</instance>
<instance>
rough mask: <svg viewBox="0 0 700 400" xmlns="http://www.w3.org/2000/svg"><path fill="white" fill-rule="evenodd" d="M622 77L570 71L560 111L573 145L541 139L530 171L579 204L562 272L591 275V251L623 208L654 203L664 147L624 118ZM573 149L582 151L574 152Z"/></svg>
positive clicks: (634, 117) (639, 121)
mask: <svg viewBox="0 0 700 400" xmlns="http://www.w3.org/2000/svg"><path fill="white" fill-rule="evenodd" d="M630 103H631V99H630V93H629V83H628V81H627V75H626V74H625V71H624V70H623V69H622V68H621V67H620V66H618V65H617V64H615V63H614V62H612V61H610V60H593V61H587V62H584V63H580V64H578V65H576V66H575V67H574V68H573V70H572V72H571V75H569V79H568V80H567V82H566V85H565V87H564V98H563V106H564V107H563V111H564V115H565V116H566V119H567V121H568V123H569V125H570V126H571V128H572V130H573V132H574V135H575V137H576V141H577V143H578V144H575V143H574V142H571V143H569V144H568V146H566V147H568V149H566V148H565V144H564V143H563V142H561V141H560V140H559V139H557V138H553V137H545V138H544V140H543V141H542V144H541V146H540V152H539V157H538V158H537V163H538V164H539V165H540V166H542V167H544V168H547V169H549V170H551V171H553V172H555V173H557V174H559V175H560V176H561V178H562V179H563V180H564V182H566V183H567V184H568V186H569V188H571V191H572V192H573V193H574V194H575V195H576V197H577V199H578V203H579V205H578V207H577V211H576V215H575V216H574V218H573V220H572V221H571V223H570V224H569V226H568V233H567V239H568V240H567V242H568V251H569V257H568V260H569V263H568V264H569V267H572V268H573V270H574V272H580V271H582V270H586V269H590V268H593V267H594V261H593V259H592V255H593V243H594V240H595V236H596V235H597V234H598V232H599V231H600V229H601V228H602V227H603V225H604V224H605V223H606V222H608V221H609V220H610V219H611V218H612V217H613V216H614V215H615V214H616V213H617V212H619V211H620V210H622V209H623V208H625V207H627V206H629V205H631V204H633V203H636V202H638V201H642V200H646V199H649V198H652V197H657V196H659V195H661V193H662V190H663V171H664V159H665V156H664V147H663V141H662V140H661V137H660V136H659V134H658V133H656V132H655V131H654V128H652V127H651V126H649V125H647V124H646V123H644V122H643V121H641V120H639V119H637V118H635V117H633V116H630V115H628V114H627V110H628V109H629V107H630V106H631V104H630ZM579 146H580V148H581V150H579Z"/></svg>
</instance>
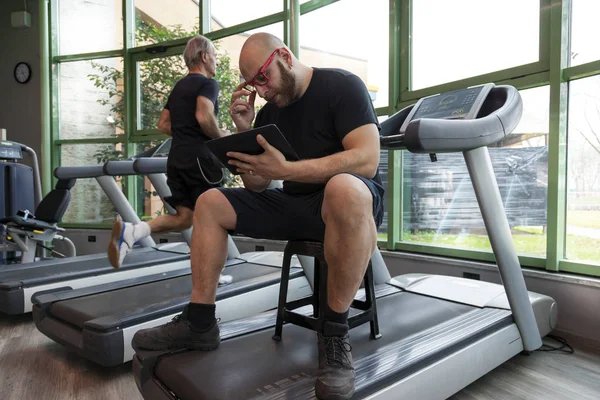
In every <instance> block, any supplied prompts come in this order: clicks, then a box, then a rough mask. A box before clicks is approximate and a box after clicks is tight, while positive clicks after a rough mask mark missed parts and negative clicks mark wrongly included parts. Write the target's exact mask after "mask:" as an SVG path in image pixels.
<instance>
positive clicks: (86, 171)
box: [54, 164, 104, 179]
mask: <svg viewBox="0 0 600 400" xmlns="http://www.w3.org/2000/svg"><path fill="white" fill-rule="evenodd" d="M54 176H55V177H56V178H58V179H80V178H97V177H99V176H104V164H98V165H83V166H75V167H58V168H56V169H55V170H54Z"/></svg>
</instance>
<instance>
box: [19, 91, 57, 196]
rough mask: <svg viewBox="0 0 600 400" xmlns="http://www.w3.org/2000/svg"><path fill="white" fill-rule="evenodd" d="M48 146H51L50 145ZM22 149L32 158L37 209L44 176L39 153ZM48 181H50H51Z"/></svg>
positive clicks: (29, 157) (34, 195)
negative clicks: (40, 161) (39, 162)
mask: <svg viewBox="0 0 600 400" xmlns="http://www.w3.org/2000/svg"><path fill="white" fill-rule="evenodd" d="M46 87H47V86H46ZM46 144H47V145H49V143H46ZM21 149H23V151H25V152H26V153H28V154H29V158H31V164H32V165H33V166H32V168H33V175H34V182H33V184H34V186H33V189H34V191H33V200H34V203H35V207H36V208H37V206H38V205H39V204H40V201H42V175H41V173H40V165H39V163H38V158H37V153H36V152H35V150H33V149H32V148H31V147H29V146H25V145H24V144H22V145H21ZM47 180H48V181H50V179H47ZM46 193H47V192H46Z"/></svg>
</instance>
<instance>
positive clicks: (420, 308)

_ _ _

| What is required |
In the listing above, please copy exactly the lines from the first through the one that contains "77L570 71L560 111L573", and no others.

| Solution |
</instance>
<instance>
rough mask: <svg viewBox="0 0 700 400" xmlns="http://www.w3.org/2000/svg"><path fill="white" fill-rule="evenodd" d="M622 77L570 71L560 111L573 145L541 139L530 171L579 204L562 272L591 275V251L623 208L654 203L664 147L624 118ZM573 149L582 151L574 152Z"/></svg>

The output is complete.